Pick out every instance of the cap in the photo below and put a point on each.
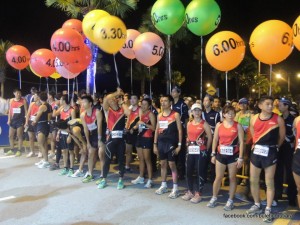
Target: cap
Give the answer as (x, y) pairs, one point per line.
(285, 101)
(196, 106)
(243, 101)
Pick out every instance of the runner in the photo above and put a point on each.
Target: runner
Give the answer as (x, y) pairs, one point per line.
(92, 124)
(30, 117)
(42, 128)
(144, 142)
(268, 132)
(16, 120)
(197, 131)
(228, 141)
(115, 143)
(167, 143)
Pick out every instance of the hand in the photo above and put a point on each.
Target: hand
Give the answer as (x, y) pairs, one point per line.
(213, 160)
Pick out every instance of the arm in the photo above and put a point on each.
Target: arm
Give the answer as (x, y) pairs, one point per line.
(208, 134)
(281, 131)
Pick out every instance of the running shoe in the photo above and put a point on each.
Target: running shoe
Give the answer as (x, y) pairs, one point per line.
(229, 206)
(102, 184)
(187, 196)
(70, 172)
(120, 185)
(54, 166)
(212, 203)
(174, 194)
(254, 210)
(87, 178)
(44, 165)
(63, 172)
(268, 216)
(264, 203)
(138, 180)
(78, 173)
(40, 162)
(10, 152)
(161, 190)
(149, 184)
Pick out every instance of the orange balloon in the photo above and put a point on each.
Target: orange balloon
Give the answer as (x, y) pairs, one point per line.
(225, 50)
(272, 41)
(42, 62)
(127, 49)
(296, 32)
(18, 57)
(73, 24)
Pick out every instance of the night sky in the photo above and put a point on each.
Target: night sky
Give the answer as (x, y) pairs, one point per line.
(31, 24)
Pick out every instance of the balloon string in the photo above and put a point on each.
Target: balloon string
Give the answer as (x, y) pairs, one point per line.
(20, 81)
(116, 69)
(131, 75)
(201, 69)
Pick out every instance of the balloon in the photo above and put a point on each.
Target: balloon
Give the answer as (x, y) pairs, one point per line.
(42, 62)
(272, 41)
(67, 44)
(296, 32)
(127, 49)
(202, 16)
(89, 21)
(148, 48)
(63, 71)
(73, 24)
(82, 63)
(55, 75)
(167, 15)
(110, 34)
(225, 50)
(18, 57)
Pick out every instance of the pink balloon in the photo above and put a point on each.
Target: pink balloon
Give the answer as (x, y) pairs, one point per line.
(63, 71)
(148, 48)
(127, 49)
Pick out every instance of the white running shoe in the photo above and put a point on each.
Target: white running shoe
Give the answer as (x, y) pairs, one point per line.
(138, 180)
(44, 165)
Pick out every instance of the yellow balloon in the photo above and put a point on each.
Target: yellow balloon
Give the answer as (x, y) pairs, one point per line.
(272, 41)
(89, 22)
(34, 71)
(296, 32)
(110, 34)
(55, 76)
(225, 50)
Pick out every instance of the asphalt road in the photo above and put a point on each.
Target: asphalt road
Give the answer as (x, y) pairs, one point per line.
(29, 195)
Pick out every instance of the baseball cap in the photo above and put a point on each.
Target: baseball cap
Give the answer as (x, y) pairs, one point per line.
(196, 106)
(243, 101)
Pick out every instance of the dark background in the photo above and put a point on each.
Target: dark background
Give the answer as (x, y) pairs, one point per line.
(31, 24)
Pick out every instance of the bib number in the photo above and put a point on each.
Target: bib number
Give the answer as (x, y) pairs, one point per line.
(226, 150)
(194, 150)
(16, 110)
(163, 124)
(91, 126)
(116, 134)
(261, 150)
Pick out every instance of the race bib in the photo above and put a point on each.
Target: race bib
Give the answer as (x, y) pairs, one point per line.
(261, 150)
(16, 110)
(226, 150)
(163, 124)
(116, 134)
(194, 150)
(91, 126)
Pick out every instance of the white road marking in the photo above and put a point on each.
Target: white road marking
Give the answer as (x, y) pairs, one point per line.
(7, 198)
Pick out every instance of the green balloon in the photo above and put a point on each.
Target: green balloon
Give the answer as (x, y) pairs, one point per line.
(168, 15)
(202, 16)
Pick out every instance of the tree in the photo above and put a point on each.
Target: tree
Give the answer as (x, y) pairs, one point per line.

**EXERCISE BRIEF:** Return the entries unchanged, save for the pictures, which do not belong in the copy.

**FINISHED ANSWER:**
Pick out every instance of the cap in the photo below and put a point on each.
Target: cap
Give the answer as (x, y) pairs, one point per line.
(285, 101)
(196, 106)
(243, 101)
Pick out every instance of the runner in the photo above and put a point on each.
Target: runner
Give the answer as (x, y) pairs, one point per line.
(92, 124)
(30, 117)
(42, 128)
(144, 142)
(268, 132)
(16, 120)
(197, 131)
(228, 141)
(115, 143)
(167, 143)
Pick out every instance of the hand in the photo above and put a point on each.
Target: hand
Give the answer as (x, y) pairs, one point per line.
(213, 160)
Pick out every instance of the arm in the photo above and put a point on each.
Target: arm
Give the answer as (x, y) pairs, one point per line.
(208, 134)
(281, 131)
Pick out every instance of the running shoe in the photo above and put a point on each.
Target: running shoe
Give the answer as (x, y) pairs, one point per line.
(229, 206)
(102, 184)
(187, 196)
(70, 172)
(120, 185)
(54, 166)
(212, 203)
(174, 194)
(254, 210)
(87, 178)
(44, 165)
(63, 172)
(268, 216)
(264, 203)
(138, 180)
(78, 173)
(40, 162)
(10, 152)
(161, 190)
(149, 184)
Pick out every instance of the orange balloon in the photo above and put a point on each.
Target: orange balloon
Give the answer as (x, y) pairs, one point per line.
(225, 50)
(272, 41)
(42, 62)
(127, 49)
(296, 32)
(18, 57)
(73, 24)
Pick out every instance of the night sky in the photo above and put a point on each.
Target: night sky
Give the answer as (x, y) pairs, one point per line.
(31, 24)
Pick out every instance of the balloon string in the photo above and put a point on each.
Target: balloon string
Give the answer as (x, y) pairs, one point per line.
(20, 81)
(116, 69)
(131, 75)
(201, 69)
Pick out every instance of the balloon in the photo above and put a point on each.
Target: balloon
Give the answer as (x, y) pairs, one point per line.
(42, 62)
(272, 41)
(67, 44)
(296, 32)
(127, 49)
(202, 16)
(89, 21)
(148, 48)
(63, 71)
(73, 24)
(82, 63)
(55, 75)
(167, 15)
(110, 34)
(225, 50)
(18, 57)
Pick out every instance of the pink balloon in the photo above and put a point on each.
Target: pink balloon
Give the answer as (x, y) pairs, one point per line.
(63, 71)
(148, 48)
(127, 49)
Pick out every instance of the white running shoe in the photo above and put a point on each.
Target: white running shoe
Give the answer as (x, y) pairs, one point per line.
(138, 180)
(44, 165)
Pick out every instance of the yellow balloon in the photo above and put a point on each.
Target: yellow balloon
Give the answer as (x, y) pairs, one point per line.
(272, 41)
(89, 22)
(34, 71)
(296, 32)
(110, 34)
(55, 76)
(225, 50)
Pick out every instance of the asphalt road in the photo above and put a point on each.
Target: asphalt road
Give the answer as (x, y) pairs, one point per line.
(29, 195)
Pick out every instance of the baseball cap in the photo above and put a point on each.
Target: baseball cap
Give the answer as (x, y) pairs, one point per line.
(196, 106)
(243, 101)
Pick out every instance of the dark background in the photo above and put a point on each.
Target: dark background
Give the answer as (x, y) pairs, one point per line.
(31, 24)
Pick out every instance of the bib number in the photo above and put a point on each.
Target: bib number
Give the answer as (x, y) pairs, one point per line.
(226, 150)
(194, 150)
(16, 110)
(163, 124)
(91, 126)
(116, 134)
(261, 150)
Pick out every instance of the race bib in the photo above and put a point on each.
Target: race bib
Give the answer as (x, y) pairs, one point per line.
(261, 150)
(16, 110)
(226, 150)
(163, 124)
(116, 134)
(194, 150)
(91, 126)
Pick out every instance of the white road marking in the photo above and put a point on each.
Target: white road marking
Give the answer as (x, y) pairs, one point per line.
(7, 198)
Pick out every instance of the green balloon in the photo above and put a point on each.
Target: green balloon
Give the answer as (x, y) pairs, one point per line.
(168, 15)
(202, 16)
Pick out every instance of the tree in the photo above and put a point on each.
Target: tree
Give the answer as (x, y) pairs, one point per line.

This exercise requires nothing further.